Non mi risulta del resto che la montagna soffra particolari carenze d’acqua, ed è piuttosto improbabile che un’opera di questa portata, anche sul piano dei costi, possa essere realizzata per “accontentare” la montagna, e quella linea di pensiero, ovviamente del tutto legittima, secondo cui l’invaso vettese porterebbe consistenti e diretti vantaggi al nostro territorio, vedi il richiamo turistico che potrebbe esercitare (stando giustappunto a detta corrente di pensiero).
Diversamente da detta tesi, e come ho avuto modo di sostenere più volte su queste pagine, io penso invece che i benefici per i montanari sarebbero di natura indiretta, se gli Amministratori locali, qualora la Diga andasse in porto, fossero in grado, e nelle condizioni, di negoziare preliminarmente adeguate contropartite e compensazioni, quali significative forme di detassazione per le attività qui svolte (ma questa è altra “storia”, da trattare semmai in altra sede).
Entrando maggiormente nel merito della questione, a me par di assistere a prese di posizione abbastanza “ideologiche”, che portano i tifosi dell’invaso a veder tutto “rose e fiori”, qualora lo stesso venisse realizzato, così come quanti, all’opposto, non ne riconoscono alcun pregio, il che mi sembra altrettanto preconcetto, e anche un po’ inverosimile, ma a mio opinabile parere sono soprattutto i secondi ad aver sbagliato “strategia” nel corso di questi anni.
_____
- Esercizio assegnato 1
Nel brano sulla diga, quali contropartite dovrebbero negoziare gli Amministratori locali se l'opera andasse in porto?
- Esercizio assegnato 2
Per favore, riscrivi come elenco puntato il paragrafo del brano sulla diga che inizia con "Diversamente da detta tesi", conservandone i fatti principali.
- Esercizio assegnato 3
Indica se ciascuna affermazione concorda con il brano sulla diga, rispondendo sì o no e citando le parole decisive del testo:
(a) La montagna soffre di gravi carenze d'acqua.
(b) Sono soprattutto gli oppositori dell'invaso ad aver sbagliato strategia.
(c) Chi scrive ha già espresso più volte la propria tesi su queste pagine.
_____
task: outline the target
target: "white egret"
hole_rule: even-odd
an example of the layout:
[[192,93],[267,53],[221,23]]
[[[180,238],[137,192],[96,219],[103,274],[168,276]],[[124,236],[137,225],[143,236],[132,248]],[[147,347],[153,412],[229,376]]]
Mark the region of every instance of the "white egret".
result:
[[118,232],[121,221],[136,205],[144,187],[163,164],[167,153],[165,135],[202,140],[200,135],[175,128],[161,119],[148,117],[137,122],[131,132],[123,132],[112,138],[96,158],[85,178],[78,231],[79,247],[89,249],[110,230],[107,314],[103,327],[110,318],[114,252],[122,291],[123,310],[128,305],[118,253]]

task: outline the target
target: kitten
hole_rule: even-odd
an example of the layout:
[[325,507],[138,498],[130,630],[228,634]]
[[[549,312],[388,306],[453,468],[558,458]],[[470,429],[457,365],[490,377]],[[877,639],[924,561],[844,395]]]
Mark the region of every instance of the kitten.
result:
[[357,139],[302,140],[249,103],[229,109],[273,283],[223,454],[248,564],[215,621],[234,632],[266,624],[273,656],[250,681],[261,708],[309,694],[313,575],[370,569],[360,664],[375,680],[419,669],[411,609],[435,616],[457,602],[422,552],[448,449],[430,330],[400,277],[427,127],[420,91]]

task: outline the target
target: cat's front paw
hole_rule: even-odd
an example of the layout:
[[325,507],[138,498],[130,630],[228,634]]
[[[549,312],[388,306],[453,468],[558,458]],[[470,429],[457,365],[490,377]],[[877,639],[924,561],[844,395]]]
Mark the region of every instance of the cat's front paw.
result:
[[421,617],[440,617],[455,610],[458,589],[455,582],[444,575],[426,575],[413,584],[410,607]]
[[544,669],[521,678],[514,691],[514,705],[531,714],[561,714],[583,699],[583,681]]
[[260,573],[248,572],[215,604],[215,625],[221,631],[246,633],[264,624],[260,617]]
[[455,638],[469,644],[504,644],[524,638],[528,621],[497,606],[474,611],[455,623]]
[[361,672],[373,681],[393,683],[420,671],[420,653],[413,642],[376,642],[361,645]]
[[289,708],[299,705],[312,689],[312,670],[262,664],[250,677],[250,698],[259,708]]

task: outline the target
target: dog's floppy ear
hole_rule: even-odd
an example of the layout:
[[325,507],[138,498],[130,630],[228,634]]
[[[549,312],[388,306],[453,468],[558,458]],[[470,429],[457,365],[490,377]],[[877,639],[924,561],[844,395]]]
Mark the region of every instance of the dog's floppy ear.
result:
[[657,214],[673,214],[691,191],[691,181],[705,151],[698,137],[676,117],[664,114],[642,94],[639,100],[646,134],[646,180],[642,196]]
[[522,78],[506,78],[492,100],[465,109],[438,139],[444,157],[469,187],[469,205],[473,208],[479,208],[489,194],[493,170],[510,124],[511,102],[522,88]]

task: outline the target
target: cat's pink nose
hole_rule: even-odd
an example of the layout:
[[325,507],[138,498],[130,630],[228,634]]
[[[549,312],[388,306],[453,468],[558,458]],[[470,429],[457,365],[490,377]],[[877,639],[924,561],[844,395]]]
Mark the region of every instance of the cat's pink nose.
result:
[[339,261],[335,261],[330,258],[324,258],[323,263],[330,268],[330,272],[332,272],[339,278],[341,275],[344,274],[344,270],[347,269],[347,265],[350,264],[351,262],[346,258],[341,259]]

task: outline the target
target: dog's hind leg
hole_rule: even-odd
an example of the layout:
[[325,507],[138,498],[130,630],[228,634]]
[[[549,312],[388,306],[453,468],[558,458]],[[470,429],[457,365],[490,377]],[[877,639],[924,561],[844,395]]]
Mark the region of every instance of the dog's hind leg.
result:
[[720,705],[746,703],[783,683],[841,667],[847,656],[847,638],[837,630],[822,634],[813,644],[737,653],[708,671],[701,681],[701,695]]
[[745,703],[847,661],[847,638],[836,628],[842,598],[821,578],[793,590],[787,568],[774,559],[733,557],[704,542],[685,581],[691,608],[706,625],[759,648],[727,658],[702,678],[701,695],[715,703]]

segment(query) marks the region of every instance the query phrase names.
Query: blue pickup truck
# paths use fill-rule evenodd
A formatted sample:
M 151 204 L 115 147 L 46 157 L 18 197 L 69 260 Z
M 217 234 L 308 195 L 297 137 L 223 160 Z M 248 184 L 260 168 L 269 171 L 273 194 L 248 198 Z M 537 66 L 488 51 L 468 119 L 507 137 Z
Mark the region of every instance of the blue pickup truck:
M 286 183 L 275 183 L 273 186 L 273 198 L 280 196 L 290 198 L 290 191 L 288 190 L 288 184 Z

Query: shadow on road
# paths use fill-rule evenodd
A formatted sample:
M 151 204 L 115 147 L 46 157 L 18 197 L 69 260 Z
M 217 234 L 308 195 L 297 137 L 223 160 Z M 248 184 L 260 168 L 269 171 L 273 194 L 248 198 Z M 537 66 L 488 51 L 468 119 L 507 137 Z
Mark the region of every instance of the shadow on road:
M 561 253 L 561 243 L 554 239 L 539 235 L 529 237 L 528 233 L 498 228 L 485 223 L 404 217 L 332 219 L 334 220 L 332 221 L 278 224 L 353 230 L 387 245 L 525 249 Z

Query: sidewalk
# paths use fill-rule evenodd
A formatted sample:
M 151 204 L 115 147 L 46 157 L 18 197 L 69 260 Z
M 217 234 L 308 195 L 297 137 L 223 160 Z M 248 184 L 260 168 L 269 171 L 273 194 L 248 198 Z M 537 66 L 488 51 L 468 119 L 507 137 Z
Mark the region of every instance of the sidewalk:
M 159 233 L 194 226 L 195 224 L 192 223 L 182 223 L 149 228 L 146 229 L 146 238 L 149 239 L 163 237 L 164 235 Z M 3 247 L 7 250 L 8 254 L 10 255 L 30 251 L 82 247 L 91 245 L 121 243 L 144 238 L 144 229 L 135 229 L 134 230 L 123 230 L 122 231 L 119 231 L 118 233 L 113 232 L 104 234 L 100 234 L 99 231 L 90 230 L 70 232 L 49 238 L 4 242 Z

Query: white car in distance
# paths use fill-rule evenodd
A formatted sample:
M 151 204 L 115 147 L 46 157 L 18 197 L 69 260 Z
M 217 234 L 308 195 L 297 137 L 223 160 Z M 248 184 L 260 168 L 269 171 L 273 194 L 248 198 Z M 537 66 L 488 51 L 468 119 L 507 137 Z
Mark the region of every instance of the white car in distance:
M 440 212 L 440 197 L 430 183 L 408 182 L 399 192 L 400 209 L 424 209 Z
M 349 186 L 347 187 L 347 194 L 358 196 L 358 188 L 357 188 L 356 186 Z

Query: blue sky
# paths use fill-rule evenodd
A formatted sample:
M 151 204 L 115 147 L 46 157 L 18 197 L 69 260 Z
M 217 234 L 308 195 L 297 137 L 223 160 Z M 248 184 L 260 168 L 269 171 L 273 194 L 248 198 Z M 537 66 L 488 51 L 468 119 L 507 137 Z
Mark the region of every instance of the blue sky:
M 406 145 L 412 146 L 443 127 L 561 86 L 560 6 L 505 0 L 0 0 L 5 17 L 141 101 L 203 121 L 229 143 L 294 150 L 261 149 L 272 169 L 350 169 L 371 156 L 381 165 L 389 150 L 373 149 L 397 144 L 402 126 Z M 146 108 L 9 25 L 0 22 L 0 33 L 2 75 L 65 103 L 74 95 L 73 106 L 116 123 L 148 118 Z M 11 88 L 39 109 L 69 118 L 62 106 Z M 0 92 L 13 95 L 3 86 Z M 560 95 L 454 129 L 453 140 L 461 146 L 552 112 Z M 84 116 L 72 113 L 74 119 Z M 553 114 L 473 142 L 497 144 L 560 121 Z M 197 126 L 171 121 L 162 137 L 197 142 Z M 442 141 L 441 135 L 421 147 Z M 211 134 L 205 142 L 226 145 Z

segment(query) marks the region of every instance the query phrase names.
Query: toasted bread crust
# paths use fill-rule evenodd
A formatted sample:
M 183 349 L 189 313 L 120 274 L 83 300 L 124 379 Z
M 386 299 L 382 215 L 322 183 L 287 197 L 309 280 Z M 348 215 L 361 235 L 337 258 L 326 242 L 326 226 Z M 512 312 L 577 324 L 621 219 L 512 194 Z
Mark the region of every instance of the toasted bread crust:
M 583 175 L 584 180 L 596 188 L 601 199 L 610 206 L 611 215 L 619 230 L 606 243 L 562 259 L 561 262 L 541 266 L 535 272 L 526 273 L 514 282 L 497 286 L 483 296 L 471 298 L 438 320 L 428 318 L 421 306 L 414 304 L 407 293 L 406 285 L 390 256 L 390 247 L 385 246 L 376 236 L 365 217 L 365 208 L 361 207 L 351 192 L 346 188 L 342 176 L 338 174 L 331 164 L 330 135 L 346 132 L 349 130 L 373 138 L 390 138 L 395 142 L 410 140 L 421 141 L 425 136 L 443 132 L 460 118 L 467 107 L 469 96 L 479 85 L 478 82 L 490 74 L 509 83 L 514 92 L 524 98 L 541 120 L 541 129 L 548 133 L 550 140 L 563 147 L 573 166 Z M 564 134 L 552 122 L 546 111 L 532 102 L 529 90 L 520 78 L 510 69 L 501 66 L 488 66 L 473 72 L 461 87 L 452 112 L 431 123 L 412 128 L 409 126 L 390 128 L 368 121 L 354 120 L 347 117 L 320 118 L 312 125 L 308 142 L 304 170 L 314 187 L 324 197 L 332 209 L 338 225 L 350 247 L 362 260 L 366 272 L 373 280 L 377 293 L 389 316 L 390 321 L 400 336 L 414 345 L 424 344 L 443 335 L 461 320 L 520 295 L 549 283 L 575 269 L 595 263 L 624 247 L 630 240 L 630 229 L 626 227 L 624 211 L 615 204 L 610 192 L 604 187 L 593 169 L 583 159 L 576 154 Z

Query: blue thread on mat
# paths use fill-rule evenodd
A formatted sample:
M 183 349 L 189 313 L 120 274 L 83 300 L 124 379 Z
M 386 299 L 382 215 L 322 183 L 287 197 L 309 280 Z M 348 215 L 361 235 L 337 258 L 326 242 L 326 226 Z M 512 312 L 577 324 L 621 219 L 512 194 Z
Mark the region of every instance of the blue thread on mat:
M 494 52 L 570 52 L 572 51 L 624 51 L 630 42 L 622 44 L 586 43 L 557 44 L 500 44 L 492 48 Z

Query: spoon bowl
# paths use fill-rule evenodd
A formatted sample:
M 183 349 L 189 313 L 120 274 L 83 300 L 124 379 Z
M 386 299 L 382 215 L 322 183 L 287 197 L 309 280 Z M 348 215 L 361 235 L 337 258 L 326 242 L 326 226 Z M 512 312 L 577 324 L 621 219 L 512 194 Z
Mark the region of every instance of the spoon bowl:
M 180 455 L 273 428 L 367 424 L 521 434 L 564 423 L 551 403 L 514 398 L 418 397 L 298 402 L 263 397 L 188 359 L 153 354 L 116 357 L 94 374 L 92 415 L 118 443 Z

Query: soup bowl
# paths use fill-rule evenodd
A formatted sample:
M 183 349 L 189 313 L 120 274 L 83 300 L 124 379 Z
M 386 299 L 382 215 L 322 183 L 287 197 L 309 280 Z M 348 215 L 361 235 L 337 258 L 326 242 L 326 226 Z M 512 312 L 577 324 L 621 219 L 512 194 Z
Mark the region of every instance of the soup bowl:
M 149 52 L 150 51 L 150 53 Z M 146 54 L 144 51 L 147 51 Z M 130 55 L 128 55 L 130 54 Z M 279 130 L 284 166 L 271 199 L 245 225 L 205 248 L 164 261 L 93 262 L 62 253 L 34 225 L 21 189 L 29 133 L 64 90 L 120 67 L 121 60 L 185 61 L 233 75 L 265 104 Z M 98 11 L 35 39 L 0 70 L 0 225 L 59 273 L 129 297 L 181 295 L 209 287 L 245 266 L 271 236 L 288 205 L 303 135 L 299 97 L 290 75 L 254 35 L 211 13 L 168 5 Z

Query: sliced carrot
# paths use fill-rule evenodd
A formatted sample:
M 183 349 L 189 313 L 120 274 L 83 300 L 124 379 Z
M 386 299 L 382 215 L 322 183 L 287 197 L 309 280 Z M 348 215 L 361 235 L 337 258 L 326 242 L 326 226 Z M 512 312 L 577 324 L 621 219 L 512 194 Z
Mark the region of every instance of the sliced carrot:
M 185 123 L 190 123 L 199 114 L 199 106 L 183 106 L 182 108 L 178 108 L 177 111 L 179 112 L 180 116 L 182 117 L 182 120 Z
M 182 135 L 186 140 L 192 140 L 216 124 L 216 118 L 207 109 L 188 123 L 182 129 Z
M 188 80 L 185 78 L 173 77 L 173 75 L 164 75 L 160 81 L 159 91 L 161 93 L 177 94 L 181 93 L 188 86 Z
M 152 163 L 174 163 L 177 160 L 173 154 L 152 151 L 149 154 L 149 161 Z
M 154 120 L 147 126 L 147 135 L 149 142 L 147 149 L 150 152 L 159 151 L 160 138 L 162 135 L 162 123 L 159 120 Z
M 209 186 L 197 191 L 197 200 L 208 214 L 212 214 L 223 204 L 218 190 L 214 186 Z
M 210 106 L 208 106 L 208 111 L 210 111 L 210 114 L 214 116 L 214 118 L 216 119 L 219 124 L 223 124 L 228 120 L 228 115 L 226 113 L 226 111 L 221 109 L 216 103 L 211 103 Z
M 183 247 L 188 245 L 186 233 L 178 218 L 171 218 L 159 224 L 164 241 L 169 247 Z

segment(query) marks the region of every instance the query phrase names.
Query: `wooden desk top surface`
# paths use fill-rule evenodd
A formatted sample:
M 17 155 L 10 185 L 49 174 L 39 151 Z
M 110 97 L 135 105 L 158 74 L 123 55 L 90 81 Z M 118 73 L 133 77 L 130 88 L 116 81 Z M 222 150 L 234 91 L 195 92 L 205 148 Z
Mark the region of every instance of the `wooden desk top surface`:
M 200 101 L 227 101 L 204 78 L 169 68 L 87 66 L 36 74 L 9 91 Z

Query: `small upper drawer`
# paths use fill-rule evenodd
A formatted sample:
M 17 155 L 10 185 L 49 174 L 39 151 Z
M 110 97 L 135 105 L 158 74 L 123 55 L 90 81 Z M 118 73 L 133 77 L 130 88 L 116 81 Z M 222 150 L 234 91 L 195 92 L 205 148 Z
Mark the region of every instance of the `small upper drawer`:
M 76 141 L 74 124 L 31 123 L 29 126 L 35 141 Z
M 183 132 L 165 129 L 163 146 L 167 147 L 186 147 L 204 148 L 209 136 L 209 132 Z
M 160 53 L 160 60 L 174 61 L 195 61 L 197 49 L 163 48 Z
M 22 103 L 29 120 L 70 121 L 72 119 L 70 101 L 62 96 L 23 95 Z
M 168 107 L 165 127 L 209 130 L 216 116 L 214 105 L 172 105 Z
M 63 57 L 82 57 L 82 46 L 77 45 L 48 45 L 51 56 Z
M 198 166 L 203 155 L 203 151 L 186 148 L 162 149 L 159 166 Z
_____
- Risultato finale 1
Adeguate contropartite e compensazioni, quali significative forme di detassazione per le attività svolte sul posto.

- Risultato finale 2
- Chi scrive ritiene che per i montanari i benefici sarebbero indiretti.
- Tali benefici ci sarebbero solo se gli Amministratori locali, nel caso in cui la Diga andasse in porto, fossero in grado di negoziare in anticipo adeguate contropartite e compensazioni.
- Un esempio di compensazione sono significative forme di detassazione per le attività svolte sul posto.
- L'argomento andrebbe eventualmente trattato in altra sede.

- Risultato finale 3
(a) No: "Non mi risulta del resto che la montagna soffra particolari carenze d’acqua".
(b) Sì: "sono soprattutto i secondi ad aver sbagliato “strategia” nel corso di questi anni".
(c) Sì: "come ho avuto modo di sostenere più volte su queste pagine".